Personal information
- Born: 17 December 1988 (age 37) Hamilton, New Zealand
- Height: 183 cm (6 ft 0 in)
- Weight: 94 kg (14 st 11 lb)

Playing information
- Position: Second-row, Prop
Club
| Years | Team | Pld | T | G | FG | P |
| 2009–10 | North Qld Cowboys | 26 | 1 | 0 | 0 | 4 |
| 2011–13 | New Zealand Warriors | 14 | 0 | 0 | 0 | 0 |
| 2014 | Salford Red Devils | 20 | 0 | 0 | 0 | 0 |
|  | Total | 60 | 1 | 0 | 0 | 4 |
- Source: As of 24 February 2018
- Relatives: Sam Rapira (brother)

= Steve Rapira =

New Zealand rugby league footballer

Steve Rapira (born 17 December 1988) is a New Zealand former professional rugby league footballer. A second-row forward, he previously played in the National Rugby League for the North Queensland Cowboys and New Zealand Warriors, and English club Salford Red Devils of Super League, and is the younger brother of New Zealand international, Sam Rapira.

==Background==
Rapira played for Hukanui in the Waikato Rugby League competition and the Waicoa Bay Stallions in the Bartercard Cup. Rapira played for the New Zealand Under-16's in 2004 and made the Junior Kiwis in 2005. He became a New Zealand Warriors junior and playing in their inaugural Toyota Cup team. He played for the Junior Warriors 10 times in 2008 and scored two tries.

==Professional playing career==
===National Rugby League===
In 2009 Rapira joined North Queensland Cowboys, playing for the Mackay Cutters in the Queensland Cup. He made his first grade début on 11 April 2010 against the Gold Coast Titans. He was named the club's rookie of the year in 2009.

In 2010 Rapira signed a two-year contract to re-join the New Zealand Warriors for the 2011 and 2012 seasons, with an option on a third year.

He made his Warriors début in Round 13 on 4 June 2011. For the 2012 season Rapira has been "re-modelled" as a prop.

===Super League===
Rapira signed to play in the Super League for English club the Salford Red Devils in 2014.

===Queensland Cup===
In 2015, Rapira returned to the Mackay Cutters in the Queensland Cup.

ACTIVITY 1: Retype the Steve Rapira profile from "In 2010 Rapira" up to and including "to the Mackay Cutters in the Queensland Cup.".
ACTIVITY 2:
Answer these questions from the Steve Rapira profile:
(a) Which team did Rapira play for in the Waikato Rugby League competition?
(b) On what date did he make his first grade début?
(c) Which English club did he sign with in 2014?

GIVEN RECORDS:
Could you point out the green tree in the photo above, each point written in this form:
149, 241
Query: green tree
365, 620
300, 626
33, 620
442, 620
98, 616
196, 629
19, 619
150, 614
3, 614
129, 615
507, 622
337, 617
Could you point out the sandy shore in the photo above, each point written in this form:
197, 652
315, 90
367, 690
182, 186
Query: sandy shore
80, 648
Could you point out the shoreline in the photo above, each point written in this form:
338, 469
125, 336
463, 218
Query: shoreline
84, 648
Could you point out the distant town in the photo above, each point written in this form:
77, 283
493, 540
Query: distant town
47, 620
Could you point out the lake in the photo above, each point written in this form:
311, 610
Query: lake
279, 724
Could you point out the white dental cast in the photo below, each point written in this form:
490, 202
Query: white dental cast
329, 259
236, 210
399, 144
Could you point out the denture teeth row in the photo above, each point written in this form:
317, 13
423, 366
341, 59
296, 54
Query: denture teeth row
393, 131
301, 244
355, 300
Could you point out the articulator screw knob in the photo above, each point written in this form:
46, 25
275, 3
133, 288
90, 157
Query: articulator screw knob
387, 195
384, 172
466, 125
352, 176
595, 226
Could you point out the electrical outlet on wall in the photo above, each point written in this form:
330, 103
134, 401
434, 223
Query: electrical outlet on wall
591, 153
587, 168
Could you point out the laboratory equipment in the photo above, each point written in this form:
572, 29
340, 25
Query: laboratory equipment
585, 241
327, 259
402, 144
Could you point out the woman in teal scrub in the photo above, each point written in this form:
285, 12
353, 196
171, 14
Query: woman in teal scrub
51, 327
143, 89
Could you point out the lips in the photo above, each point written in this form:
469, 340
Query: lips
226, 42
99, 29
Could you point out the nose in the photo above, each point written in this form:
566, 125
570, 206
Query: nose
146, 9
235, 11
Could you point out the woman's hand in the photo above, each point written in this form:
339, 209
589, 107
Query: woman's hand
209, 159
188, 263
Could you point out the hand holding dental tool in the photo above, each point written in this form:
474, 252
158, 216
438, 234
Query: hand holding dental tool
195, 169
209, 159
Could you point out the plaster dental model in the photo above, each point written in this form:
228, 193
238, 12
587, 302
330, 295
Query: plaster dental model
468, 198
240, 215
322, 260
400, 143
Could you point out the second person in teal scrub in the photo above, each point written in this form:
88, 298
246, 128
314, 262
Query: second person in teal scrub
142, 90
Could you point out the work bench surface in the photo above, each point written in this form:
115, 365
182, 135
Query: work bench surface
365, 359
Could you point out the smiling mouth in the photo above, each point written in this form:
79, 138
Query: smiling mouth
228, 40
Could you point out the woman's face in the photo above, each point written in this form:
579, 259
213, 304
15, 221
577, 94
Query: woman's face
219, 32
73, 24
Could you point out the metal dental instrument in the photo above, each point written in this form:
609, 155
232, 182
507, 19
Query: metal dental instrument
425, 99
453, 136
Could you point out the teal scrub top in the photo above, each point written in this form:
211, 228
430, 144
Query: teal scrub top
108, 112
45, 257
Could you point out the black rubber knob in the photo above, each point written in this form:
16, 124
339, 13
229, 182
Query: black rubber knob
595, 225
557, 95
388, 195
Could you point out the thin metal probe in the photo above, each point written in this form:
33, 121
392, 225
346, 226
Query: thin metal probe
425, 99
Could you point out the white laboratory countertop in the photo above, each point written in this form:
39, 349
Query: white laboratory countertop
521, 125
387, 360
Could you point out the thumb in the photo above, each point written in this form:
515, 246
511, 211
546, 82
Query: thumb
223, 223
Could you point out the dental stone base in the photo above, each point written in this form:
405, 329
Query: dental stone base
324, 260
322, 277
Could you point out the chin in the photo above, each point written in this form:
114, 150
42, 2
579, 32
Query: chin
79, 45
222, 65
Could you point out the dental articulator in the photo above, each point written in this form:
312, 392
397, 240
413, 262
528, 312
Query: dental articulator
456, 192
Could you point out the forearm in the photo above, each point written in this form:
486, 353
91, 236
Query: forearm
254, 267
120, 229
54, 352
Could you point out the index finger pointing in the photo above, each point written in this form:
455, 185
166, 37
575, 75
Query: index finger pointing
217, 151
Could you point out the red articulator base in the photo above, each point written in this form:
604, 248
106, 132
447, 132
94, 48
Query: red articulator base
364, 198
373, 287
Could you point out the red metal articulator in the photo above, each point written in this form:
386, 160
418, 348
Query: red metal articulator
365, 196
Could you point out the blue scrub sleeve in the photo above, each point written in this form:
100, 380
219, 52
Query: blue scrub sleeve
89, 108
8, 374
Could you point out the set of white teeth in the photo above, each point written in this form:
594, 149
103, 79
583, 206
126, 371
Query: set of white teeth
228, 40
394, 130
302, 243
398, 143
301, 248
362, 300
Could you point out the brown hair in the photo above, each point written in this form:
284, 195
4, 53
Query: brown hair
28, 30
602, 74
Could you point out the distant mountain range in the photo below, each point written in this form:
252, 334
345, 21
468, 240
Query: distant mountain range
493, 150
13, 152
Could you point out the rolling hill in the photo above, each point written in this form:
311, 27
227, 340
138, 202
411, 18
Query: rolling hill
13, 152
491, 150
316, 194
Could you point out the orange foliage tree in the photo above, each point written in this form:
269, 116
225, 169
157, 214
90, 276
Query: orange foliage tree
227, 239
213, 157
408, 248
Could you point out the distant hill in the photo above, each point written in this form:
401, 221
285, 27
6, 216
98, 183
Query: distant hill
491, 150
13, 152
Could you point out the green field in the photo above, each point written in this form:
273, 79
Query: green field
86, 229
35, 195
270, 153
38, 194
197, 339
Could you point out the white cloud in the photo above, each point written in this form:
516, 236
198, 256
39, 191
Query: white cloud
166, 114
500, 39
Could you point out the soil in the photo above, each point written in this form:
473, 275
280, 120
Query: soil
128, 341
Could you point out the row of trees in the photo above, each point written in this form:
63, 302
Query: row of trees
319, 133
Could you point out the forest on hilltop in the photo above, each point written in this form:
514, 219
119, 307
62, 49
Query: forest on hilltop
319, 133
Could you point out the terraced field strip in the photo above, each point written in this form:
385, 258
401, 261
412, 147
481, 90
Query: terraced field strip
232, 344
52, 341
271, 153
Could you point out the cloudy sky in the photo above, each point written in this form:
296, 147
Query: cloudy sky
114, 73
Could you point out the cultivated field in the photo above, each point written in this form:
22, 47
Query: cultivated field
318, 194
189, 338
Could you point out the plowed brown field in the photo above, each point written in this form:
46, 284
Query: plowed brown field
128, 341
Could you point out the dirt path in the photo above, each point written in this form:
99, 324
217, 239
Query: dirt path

RESULT 1:
In 2010 Rapira signed a two-year contract to re-join the New Zealand Warriors for the 2011 and 2012 seasons, with an option on a third year.

He made his Warriors début in Round 13 on 4 June 2011. For the 2012 season Rapira has been "re-modelled" as a prop.

===Super League===
Rapira signed to play in the Super League for English club the Salford Red Devils in 2014.

===Queensland Cup===
In 2015, Rapira returned to the Mackay Cutters in the Queensland Cup.

RESULT 2:
(a) Hukanui
(b) 11 April 2010
(c) The Salford Red Devils